10 Ways To Help Your Online Students Feel at Home With Your Institution
Ensuring online students feel welcome and connected to the campus is critical to their academic success, and institutional leaders, staff and faculty have a huge role to play.
The good news is that about 7 million college students will enroll in online courses this year. The bad news is that the retention rates for online students typically trail those of their on-campus colleagues.[1]

There is evidence that stronger student support services — especially targeting the out-of-class experiences of online students — can make a difference in their retention and engagement.[2] As I discussed in an earlier article, the bottom line is to show students that they matter.[3]

Here are 10 ways an institution can help online students feel at home and feel a part of your campus community:

1. Be Responsive

Think like an online student. Return emails and phone calls promptly. Be up front about your response times on your websites, emails, phone messages and then do what you say you’ll do. It’s worth defining seemingly basic things, for example; how long should a student expect to wait before hearing back from someone?

2. Be Accessible

You probably have many students who live within 50 miles of your campus, but you probably also have students in other time zones. Imagine their frustration with trying to reach critical contacts like an academic advisor or the financial aid office if your institution keeps traditional office hours.
···
* **REQUIREMENT 1**
Check each statement against the article on online students and answer yes or no, quoting the words that decide it. (a) Retention rates for online students usually fall below those of on-campus students. (b) About 10 million college students will enroll in online courses this year. (c) The article advises being up front about response times.

* **DATA LINES**
···
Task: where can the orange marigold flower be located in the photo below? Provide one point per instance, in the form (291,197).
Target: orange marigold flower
···
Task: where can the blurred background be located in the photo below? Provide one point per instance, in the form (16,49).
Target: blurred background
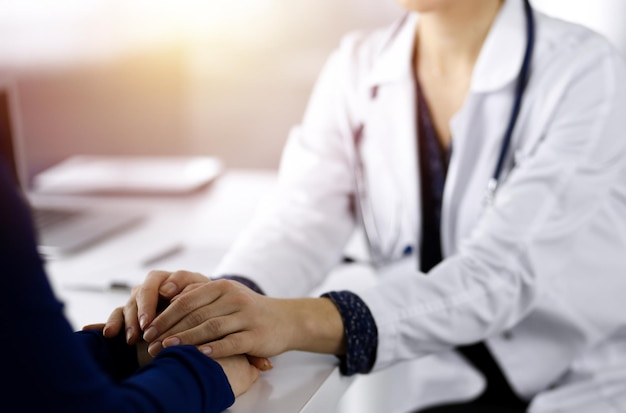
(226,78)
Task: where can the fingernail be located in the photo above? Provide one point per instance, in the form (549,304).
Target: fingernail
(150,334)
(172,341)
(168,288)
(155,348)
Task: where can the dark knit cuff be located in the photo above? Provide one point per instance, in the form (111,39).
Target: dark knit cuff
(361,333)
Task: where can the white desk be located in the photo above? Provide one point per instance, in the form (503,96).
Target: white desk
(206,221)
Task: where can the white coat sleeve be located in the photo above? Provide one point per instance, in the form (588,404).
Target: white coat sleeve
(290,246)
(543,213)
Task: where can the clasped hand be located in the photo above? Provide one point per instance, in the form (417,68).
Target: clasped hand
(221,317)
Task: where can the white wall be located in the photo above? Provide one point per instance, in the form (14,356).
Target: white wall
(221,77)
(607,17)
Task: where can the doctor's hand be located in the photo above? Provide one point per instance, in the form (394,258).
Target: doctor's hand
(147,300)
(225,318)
···
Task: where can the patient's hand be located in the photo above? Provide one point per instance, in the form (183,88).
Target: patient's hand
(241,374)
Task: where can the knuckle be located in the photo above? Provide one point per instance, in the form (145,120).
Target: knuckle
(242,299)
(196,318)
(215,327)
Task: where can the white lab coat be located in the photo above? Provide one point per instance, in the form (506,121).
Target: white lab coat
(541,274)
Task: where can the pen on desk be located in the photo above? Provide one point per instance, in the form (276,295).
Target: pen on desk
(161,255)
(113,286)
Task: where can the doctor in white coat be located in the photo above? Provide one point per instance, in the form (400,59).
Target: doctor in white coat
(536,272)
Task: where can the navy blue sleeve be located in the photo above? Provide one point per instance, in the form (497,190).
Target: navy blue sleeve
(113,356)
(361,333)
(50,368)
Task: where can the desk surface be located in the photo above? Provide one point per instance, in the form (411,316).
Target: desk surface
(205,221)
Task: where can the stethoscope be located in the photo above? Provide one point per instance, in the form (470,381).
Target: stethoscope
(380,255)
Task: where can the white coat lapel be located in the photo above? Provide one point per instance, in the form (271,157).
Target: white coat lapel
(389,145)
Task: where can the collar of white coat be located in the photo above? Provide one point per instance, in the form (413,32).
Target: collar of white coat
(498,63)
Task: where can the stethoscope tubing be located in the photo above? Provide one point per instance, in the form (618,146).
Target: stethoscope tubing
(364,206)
···
* **REQUIREMENT 2**
In the records, echo the lines from the one with "Task: where can the orange" up to and including the one with "Target: orange marigold flower", copying them precisely.

* **EXERCISE OUTPUT 1**
(a) Yes: "the retention rates for online students typically trail those of their on-campus colleagues"
(b) No: "about 7 million college students will enroll in online courses this year"
(c) Yes: "Be up front about your response times on your websites, emails, phone messages"

* **EXERCISE OUTPUT 2**
Task: where can the orange marigold flower be located in the photo below? Provide one point per instance, in the form (291,197).
Target: orange marigold flower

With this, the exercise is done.